**To do:**
- a) Extract the passage of the Sowcarpet text that begins at the words "Sowcarpet is a neighborhood" and stops after "to a money-lender.", copying it word for word.
- b) According to the Sowcarpet text, which group were the earliest Western Indian immigrants to settle near Mint Street?

(Document text Opens)

Sowcarpet is a neighborhood in the northern part of Chennai, India. Sowcarpet is one of the oldest neighborhoods of the city with narrow streets and vintage buildings. It is a bustling commercial area of the city, and a range of wholesale markets are located here. The locality is known as the North Indian hub of Chennai owing to the presence of the North Indian community here. Sowcarpet is home to the largest Marwadi community in South India.

==Etymology==
The neighbourhood derives its name from the term "sowcar" which comes from the Hindi word sahukaar, originally meaning merchant or native banker. The term now refers to a money-lender.

==History==
Sowcarpet is a multi-layered historical landscape shaped by successive waves of domestic and international migration.

=== Early Settlers ===
The earliest Western Indian immigrants to settle in the vicinity of Mint Street were the Saurashtrians. Fleeing political instability, they established themselves in southern Tamil Nadu, and by the 17th century, relocated to Madras to engage in the textile trade of the British East India Company.

=== The North Indian Mercantile Wave ===
Direct migration from Gujarat escalated in the 18th century, dominated by diamond and silk merchants. In his book Madras Rediscovered, Chennai city chronicler S. Muthiah writes that they were followed in the late 18th and 19th centuries by Marwaris and Jains originating from the Shekhawati region of Rajasthan. Entering the economy initially as pawn-brokers and money-lenders, these communities systematically purchased real estate from the departing Tamil-speaking population and established communal dharamsalas and sthanaks.

(Document text Closes)
(Information Opens)

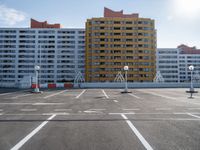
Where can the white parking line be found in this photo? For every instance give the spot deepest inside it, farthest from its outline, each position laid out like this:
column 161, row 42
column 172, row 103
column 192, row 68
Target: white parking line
column 16, row 103
column 30, row 135
column 80, row 94
column 12, row 92
column 131, row 109
column 62, row 109
column 163, row 109
column 28, row 109
column 193, row 108
column 98, row 109
column 55, row 94
column 48, row 104
column 129, row 113
column 18, row 96
column 152, row 93
column 134, row 96
column 105, row 94
column 193, row 115
column 137, row 133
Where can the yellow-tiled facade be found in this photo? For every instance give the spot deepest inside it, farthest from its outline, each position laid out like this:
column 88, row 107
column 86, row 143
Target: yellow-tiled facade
column 112, row 43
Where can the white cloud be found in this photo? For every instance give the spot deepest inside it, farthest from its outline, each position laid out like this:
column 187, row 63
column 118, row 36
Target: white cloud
column 10, row 16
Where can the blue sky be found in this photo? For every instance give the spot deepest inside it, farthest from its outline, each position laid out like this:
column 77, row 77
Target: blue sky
column 177, row 21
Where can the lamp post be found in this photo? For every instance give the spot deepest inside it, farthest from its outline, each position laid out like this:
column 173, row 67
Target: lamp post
column 126, row 84
column 37, row 68
column 191, row 68
column 191, row 91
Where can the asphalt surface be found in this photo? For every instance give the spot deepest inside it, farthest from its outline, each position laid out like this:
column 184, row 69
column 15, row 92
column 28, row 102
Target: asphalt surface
column 99, row 119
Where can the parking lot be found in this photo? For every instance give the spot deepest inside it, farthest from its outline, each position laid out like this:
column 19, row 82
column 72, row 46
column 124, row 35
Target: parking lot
column 99, row 119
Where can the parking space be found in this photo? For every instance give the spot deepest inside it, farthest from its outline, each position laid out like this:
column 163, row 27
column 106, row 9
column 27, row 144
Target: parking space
column 100, row 119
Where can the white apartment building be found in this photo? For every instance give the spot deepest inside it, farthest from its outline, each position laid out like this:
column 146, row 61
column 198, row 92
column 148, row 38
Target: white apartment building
column 173, row 63
column 60, row 52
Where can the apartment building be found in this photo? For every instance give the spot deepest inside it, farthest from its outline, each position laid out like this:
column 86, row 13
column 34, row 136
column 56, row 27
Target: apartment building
column 60, row 52
column 116, row 40
column 173, row 63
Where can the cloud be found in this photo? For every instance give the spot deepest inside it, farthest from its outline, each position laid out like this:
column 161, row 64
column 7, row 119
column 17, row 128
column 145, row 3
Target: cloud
column 10, row 16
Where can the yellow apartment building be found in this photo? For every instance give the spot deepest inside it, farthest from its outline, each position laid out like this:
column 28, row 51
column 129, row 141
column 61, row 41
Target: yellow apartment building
column 117, row 40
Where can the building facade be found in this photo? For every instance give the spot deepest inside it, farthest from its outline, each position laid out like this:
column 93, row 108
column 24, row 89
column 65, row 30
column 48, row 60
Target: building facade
column 60, row 52
column 116, row 40
column 173, row 63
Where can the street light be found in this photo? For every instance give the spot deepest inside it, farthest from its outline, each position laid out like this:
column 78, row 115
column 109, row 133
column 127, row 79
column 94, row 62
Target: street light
column 126, row 84
column 191, row 68
column 37, row 68
column 191, row 91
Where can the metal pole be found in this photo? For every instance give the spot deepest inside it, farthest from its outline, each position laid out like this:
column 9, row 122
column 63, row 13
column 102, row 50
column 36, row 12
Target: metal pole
column 126, row 86
column 191, row 88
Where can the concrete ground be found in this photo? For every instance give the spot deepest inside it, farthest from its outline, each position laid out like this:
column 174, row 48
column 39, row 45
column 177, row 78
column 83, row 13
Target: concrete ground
column 99, row 119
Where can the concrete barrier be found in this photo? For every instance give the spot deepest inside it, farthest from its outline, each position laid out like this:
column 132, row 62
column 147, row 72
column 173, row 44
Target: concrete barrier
column 138, row 85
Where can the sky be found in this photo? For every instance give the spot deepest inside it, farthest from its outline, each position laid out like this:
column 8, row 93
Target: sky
column 176, row 21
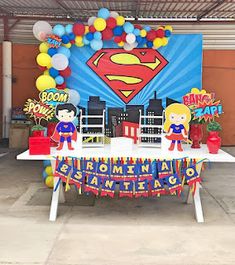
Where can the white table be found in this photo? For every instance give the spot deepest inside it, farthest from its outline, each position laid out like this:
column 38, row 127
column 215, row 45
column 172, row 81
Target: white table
column 136, row 152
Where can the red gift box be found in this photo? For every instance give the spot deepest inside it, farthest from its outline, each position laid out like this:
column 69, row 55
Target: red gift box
column 39, row 145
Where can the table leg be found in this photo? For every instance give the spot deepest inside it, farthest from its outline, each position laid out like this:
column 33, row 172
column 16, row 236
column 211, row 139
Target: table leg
column 196, row 198
column 57, row 196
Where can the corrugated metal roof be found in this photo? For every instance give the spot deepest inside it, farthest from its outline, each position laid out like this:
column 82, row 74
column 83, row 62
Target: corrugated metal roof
column 216, row 35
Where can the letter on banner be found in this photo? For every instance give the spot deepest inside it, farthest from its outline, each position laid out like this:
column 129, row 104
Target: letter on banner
column 108, row 188
column 126, row 189
column 164, row 168
column 174, row 183
column 93, row 184
column 141, row 188
column 145, row 171
column 157, row 187
column 191, row 175
column 62, row 171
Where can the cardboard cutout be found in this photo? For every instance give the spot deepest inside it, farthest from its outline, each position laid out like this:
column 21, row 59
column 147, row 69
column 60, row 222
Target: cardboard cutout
column 65, row 130
column 176, row 124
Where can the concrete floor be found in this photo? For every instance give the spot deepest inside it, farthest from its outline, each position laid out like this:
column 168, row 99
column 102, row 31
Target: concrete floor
column 154, row 231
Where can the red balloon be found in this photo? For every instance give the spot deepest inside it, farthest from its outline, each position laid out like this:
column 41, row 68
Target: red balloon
column 118, row 39
column 92, row 29
column 62, row 86
column 123, row 36
column 160, row 33
column 66, row 72
column 107, row 34
column 78, row 29
column 111, row 22
column 151, row 35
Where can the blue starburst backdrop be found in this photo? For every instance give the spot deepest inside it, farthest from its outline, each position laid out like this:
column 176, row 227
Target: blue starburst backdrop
column 183, row 72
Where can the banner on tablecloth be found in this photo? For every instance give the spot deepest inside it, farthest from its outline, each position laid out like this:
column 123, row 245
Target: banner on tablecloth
column 140, row 179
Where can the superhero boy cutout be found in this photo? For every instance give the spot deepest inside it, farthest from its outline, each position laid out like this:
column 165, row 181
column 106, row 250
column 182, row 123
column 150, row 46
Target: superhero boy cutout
column 65, row 130
column 176, row 124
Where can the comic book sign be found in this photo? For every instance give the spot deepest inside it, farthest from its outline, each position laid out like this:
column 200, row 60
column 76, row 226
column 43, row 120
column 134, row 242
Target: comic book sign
column 53, row 96
column 38, row 110
column 203, row 104
column 127, row 72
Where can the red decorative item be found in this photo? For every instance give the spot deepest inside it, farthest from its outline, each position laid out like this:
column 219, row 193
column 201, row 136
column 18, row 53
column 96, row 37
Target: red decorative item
column 196, row 135
column 78, row 29
column 213, row 142
column 50, row 130
column 39, row 145
column 37, row 133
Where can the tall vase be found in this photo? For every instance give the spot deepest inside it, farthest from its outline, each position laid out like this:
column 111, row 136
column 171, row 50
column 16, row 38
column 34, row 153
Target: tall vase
column 196, row 135
column 50, row 130
column 213, row 142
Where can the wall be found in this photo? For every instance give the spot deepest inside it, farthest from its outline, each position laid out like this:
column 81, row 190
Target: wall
column 218, row 76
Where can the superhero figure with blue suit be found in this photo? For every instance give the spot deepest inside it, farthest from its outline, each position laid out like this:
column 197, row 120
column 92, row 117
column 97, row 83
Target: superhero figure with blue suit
column 65, row 130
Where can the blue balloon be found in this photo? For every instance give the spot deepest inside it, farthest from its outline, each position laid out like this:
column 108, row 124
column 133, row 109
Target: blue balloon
column 59, row 80
column 52, row 51
column 89, row 36
column 65, row 39
column 44, row 175
column 59, row 30
column 136, row 32
column 128, row 27
column 117, row 31
column 64, row 51
column 71, row 36
column 46, row 163
column 97, row 35
column 96, row 44
column 167, row 33
column 147, row 28
column 53, row 72
column 69, row 28
column 85, row 40
column 103, row 13
column 149, row 44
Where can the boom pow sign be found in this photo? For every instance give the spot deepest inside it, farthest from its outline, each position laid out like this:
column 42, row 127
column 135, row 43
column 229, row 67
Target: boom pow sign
column 38, row 110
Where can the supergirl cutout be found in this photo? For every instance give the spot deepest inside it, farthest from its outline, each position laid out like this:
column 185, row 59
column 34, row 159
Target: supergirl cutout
column 65, row 130
column 176, row 124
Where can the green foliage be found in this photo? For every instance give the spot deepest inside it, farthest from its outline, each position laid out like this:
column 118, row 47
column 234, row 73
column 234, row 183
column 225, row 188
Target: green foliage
column 37, row 127
column 213, row 126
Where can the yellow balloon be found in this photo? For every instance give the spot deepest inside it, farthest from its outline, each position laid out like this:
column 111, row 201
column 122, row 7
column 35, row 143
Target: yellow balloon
column 49, row 181
column 157, row 42
column 78, row 39
column 120, row 20
column 143, row 33
column 43, row 47
column 67, row 45
column 164, row 41
column 168, row 27
column 121, row 44
column 86, row 29
column 100, row 24
column 43, row 59
column 45, row 81
column 49, row 170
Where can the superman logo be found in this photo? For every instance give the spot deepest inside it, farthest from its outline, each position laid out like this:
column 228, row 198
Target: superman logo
column 127, row 72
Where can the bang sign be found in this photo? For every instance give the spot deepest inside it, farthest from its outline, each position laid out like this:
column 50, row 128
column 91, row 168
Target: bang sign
column 54, row 41
column 38, row 110
column 53, row 96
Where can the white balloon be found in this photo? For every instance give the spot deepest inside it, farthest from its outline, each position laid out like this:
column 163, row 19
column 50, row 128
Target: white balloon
column 91, row 21
column 114, row 14
column 41, row 29
column 74, row 97
column 59, row 61
column 130, row 38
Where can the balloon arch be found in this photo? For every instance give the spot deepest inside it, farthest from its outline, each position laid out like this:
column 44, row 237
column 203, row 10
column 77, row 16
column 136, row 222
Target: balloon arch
column 56, row 42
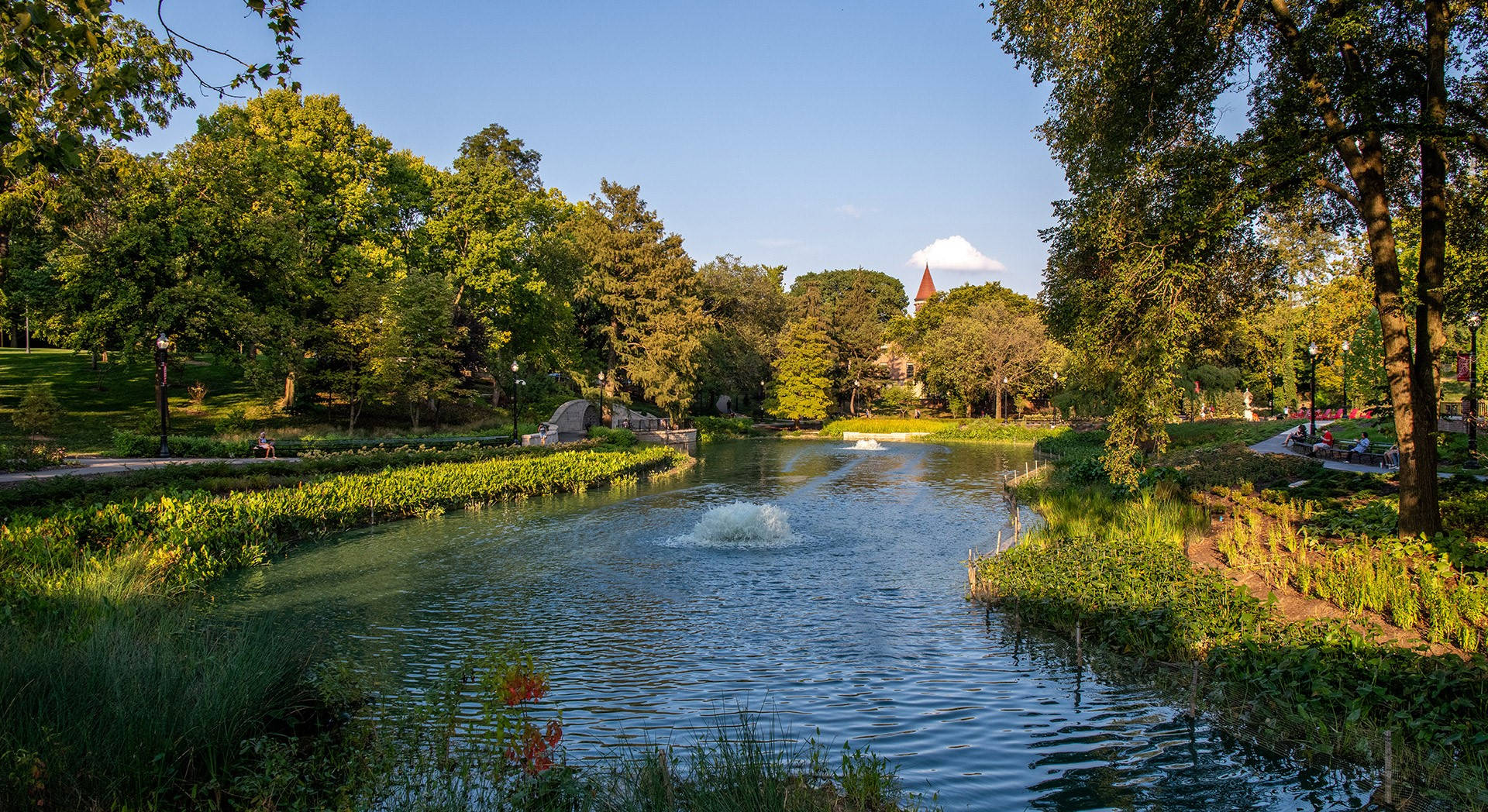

(Information Closes)

**Answers per task:**
- a)
Sowcarpet is a neighborhood in the northern part of Chennai, India. Sowcarpet is one of the oldest neighborhoods of the city with narrow streets and vintage buildings. It is a bustling commercial area of the city, and a range of wholesale markets are located here. The locality is known as the North Indian hub of Chennai owing to the presence of the North Indian community here. Sowcarpet is home to the largest Marwadi community in South India.

==Etymology==
The neighbourhood derives its name from the term "sowcar" which comes from the Hindi word sahukaar, originally meaning merchant or native banker. The term now refers to a money-lender.

- b) The Saurashtrians.